[START DATASET]

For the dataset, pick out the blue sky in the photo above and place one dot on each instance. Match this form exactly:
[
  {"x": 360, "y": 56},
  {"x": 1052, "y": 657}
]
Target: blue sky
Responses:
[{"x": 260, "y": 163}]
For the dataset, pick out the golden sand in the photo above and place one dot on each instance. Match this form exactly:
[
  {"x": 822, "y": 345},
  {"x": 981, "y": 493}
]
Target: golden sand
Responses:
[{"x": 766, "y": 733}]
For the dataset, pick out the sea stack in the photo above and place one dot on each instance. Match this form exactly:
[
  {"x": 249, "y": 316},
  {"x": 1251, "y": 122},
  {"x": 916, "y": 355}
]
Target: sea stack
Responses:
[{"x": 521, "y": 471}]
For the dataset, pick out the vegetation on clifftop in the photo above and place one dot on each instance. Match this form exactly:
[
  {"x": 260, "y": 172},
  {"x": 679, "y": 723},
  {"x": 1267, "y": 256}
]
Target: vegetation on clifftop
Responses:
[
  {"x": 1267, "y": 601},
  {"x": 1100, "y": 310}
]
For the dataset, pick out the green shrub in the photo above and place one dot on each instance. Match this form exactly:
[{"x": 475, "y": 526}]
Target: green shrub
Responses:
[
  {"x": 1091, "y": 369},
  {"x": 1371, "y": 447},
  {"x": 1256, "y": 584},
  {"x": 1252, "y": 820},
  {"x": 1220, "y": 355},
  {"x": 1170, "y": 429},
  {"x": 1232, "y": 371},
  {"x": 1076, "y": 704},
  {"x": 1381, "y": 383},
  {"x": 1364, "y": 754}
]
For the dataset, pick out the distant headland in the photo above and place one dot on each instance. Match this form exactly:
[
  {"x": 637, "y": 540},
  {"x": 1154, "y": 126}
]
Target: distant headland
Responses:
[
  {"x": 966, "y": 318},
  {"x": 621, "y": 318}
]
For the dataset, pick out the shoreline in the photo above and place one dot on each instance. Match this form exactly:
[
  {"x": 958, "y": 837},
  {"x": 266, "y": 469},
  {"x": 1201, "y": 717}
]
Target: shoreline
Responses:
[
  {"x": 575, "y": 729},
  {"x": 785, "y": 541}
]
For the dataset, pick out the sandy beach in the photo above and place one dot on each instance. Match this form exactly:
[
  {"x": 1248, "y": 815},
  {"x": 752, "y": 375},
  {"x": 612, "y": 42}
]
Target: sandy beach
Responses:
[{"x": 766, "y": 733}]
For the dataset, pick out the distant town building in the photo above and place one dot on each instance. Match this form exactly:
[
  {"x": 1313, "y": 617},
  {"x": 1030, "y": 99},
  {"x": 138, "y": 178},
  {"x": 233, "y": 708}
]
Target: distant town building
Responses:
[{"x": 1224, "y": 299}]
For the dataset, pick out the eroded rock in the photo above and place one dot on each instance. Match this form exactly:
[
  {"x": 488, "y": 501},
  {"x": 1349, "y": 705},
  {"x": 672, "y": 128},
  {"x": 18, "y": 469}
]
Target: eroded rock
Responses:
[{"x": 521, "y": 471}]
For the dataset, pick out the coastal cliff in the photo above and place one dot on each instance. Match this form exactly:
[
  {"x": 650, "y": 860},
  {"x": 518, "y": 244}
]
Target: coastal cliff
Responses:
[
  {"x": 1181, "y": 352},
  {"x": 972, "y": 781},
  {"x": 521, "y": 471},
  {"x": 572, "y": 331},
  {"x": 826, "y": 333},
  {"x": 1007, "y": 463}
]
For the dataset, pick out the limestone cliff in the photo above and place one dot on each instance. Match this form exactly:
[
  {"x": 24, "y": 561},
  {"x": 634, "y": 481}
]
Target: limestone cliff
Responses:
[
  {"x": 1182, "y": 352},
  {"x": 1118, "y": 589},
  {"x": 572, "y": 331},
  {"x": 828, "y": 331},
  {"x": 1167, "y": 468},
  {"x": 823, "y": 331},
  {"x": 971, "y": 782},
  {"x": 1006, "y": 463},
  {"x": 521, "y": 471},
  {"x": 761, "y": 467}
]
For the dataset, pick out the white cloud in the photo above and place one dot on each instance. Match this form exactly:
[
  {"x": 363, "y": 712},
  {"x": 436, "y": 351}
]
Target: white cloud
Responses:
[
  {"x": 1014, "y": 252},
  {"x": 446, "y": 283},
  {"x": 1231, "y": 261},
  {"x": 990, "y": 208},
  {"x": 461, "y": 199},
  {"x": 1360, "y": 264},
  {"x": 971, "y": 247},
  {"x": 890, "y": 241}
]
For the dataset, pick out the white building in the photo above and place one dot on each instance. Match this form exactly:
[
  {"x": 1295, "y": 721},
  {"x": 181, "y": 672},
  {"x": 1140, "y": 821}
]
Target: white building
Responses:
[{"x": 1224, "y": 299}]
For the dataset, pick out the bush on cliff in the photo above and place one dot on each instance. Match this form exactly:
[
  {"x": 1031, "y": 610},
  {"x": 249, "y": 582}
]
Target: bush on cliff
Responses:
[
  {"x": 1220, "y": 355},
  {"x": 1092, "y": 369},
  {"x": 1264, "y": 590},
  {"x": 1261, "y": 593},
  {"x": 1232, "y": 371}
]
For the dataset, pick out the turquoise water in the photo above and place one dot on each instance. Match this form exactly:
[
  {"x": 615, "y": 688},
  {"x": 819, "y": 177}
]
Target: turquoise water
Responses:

[END DATASET]

DO THIS
Rewrite every line of the listing above as a numbered list, leaving out any blank lines.

ANSWER TO THIS EXERCISE
1. For the dataset, pick out the blue sky in the photo above and place one dot on each instance. Match this form exactly:
2. [
3.   {"x": 360, "y": 56},
4.   {"x": 1052, "y": 657}
5. ]
6. Target: blue sky
7. Responses:
8. [{"x": 260, "y": 163}]
9. For the dataset, pick out the golden sand in the photo above and place one dot on each instance. Match this form exactly:
10. [
11.   {"x": 822, "y": 345},
12.   {"x": 981, "y": 493}
13. ]
14. Target: golden sand
15. Responses:
16. [{"x": 766, "y": 733}]
17. For the dataset, pick out the sea stack in the photo above and place one dot on each instance. Match this form exactly:
18. [
19.   {"x": 249, "y": 316},
20.   {"x": 1251, "y": 122},
21.   {"x": 916, "y": 355}
22. ]
23. Target: sea stack
24. Responses:
25. [{"x": 521, "y": 471}]
26. For the dataset, pick out the vegetation on clifftop in the photo above and place one dot on each instance. Match this form exactly:
27. [
28.   {"x": 260, "y": 172},
29.   {"x": 679, "y": 723},
30.   {"x": 1267, "y": 256}
31. ]
32. Target: vegetation on clifftop
33. Responses:
34. [
35.   {"x": 1267, "y": 601},
36.   {"x": 1100, "y": 310}
37. ]
38. For the dataset, pick out the green shrub in the photo above and place one dot on each instance. Match this form exactly:
39. [{"x": 475, "y": 526}]
40. Target: green shrub
41. Responses:
42. [
43.   {"x": 1091, "y": 369},
44.   {"x": 1371, "y": 447},
45.   {"x": 1256, "y": 584},
46.   {"x": 1252, "y": 820},
47.   {"x": 1220, "y": 355},
48.   {"x": 1170, "y": 429},
49.   {"x": 1232, "y": 371},
50.   {"x": 1076, "y": 704},
51.   {"x": 1381, "y": 383},
52.   {"x": 1364, "y": 754}
53. ]
54. For the dataset, pick out the distant headland in the photo above and place one dot on each instance. Match this form exactly:
55. [
56.   {"x": 637, "y": 540},
57.   {"x": 1154, "y": 126}
58. ]
59. Target: distant headland
60. Responses:
61. [
62.   {"x": 966, "y": 318},
63.   {"x": 621, "y": 318}
64. ]
65. For the dataset, pick out the shoreline in the photo above and place one dot on each instance. Match this form exactly:
66. [
67.   {"x": 958, "y": 837},
68.   {"x": 266, "y": 469},
69.   {"x": 1201, "y": 717}
70. ]
71. Target: shoreline
72. Responses:
73. [
74.   {"x": 575, "y": 729},
75.   {"x": 785, "y": 541}
76. ]
77. For the dataset, pick out the sandy beach in the photo above and place one dot on each instance. Match this form exactly:
78. [
79.   {"x": 1248, "y": 815},
80.   {"x": 752, "y": 375},
81.   {"x": 612, "y": 42}
82. ]
83. Target: sandy beach
84. Responses:
85. [{"x": 766, "y": 733}]
86. For the dataset, pick out the distant town building in the photo above and place one dot on each instance. Match this form exactly:
87. [
88.   {"x": 1313, "y": 617},
89.   {"x": 1030, "y": 99},
90.   {"x": 138, "y": 178},
91.   {"x": 233, "y": 708}
92. ]
93. Target: distant town building
94. Responses:
95. [{"x": 1224, "y": 299}]
96. For the dataset, pick out the eroded rock in the photo above and place one dot on each instance. Match this form exactly:
97. [
98.   {"x": 488, "y": 501},
99.   {"x": 1349, "y": 705},
100.   {"x": 672, "y": 128},
101.   {"x": 18, "y": 469}
102. ]
103. Target: eroded rock
104. Responses:
105. [{"x": 521, "y": 471}]
106. For the dataset, pick out the coastal cliff in the photo above and place one dot on each instance. Match this form exactly:
107. [
108.   {"x": 650, "y": 860},
109.   {"x": 518, "y": 244}
110. ]
111. Target: coastal cliff
112. Responses:
113. [
114.   {"x": 1181, "y": 352},
115.   {"x": 972, "y": 781},
116.   {"x": 521, "y": 471},
117.   {"x": 572, "y": 331},
118.   {"x": 826, "y": 333},
119.   {"x": 1007, "y": 463}
120. ]
121. For the dataset, pick out the limestone cliff in the photo above and place one dot on each instance. Match this form exactly:
122. [
123.   {"x": 24, "y": 561},
124.   {"x": 634, "y": 481}
125. ]
126. Target: limestone cliff
127. Responses:
128. [
129.   {"x": 1182, "y": 352},
130.   {"x": 1118, "y": 589},
131.   {"x": 572, "y": 331},
132.   {"x": 828, "y": 331},
133.   {"x": 1167, "y": 468},
134.   {"x": 823, "y": 331},
135.   {"x": 971, "y": 782},
136.   {"x": 1006, "y": 463},
137.   {"x": 521, "y": 471},
138.   {"x": 761, "y": 467}
139. ]
140. For the dataset, pick out the white cloud in the photo above and place one dot on each instance. Match this form exactly:
141. [
142.   {"x": 363, "y": 712},
143.   {"x": 436, "y": 351}
144. ]
145. Target: white cloud
146. Responses:
147. [
148.   {"x": 1014, "y": 252},
149.   {"x": 446, "y": 283},
150.   {"x": 1231, "y": 261},
151.   {"x": 990, "y": 208},
152.   {"x": 461, "y": 199},
153.   {"x": 1360, "y": 264},
154.   {"x": 971, "y": 247},
155.   {"x": 890, "y": 241}
156. ]
157. For the dataset, pick out the white building in the photo above and place one dot on each instance. Match this form exactly:
158. [
159.   {"x": 1295, "y": 721},
160.   {"x": 181, "y": 672},
161.   {"x": 1140, "y": 821}
162. ]
163. Target: white building
164. Responses:
165. [{"x": 1224, "y": 299}]
166. For the dataset, pick out the bush on cliff in the photo above and place one dot on each instance. Match this form exactly:
167. [
168.   {"x": 1031, "y": 610},
169.   {"x": 249, "y": 582}
170. ]
171. Target: bush on cliff
172. Responses:
173. [
174.   {"x": 1220, "y": 355},
175.   {"x": 1092, "y": 369},
176.   {"x": 1264, "y": 590},
177.   {"x": 1261, "y": 593},
178.   {"x": 1232, "y": 371}
179. ]
180. For the dataset, pick out the turquoise water in the photo above and place one dot on each instance. Match this form exactly:
181. [
182.   {"x": 615, "y": 688},
183.   {"x": 819, "y": 177}
184. ]
185. Target: turquoise water
186. Responses:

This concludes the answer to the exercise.